**WHAT IS BEING ASKED**
Pick out every line in the data below that contains the word "small" and copy each of those lines. The match is case-sensitive.

**Entries from a dataset**
---

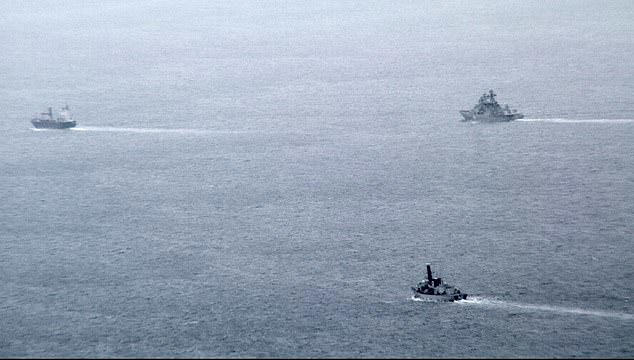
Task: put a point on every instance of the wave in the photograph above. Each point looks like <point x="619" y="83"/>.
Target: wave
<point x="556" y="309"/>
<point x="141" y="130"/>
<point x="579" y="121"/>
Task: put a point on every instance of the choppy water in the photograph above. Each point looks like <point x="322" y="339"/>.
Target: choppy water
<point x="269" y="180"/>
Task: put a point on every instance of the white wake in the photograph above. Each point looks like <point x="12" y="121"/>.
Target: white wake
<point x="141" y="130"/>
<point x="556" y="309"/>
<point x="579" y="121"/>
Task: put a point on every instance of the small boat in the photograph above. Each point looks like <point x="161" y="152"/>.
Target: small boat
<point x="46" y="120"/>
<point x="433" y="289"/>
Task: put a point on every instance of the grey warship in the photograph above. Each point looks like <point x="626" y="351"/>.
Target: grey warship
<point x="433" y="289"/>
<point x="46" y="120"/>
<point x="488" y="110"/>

---

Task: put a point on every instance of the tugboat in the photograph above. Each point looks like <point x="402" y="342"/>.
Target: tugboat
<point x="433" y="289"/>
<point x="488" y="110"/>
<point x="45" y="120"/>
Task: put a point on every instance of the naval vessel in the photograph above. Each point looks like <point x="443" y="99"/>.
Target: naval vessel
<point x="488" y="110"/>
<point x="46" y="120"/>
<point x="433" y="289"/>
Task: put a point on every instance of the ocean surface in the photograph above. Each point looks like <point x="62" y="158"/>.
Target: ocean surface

---

**ANSWER FOR THIS EXERCISE**
Task: put a point on every instance of the small boat in the photograph above. Each point looks like <point x="161" y="152"/>.
Target: small boat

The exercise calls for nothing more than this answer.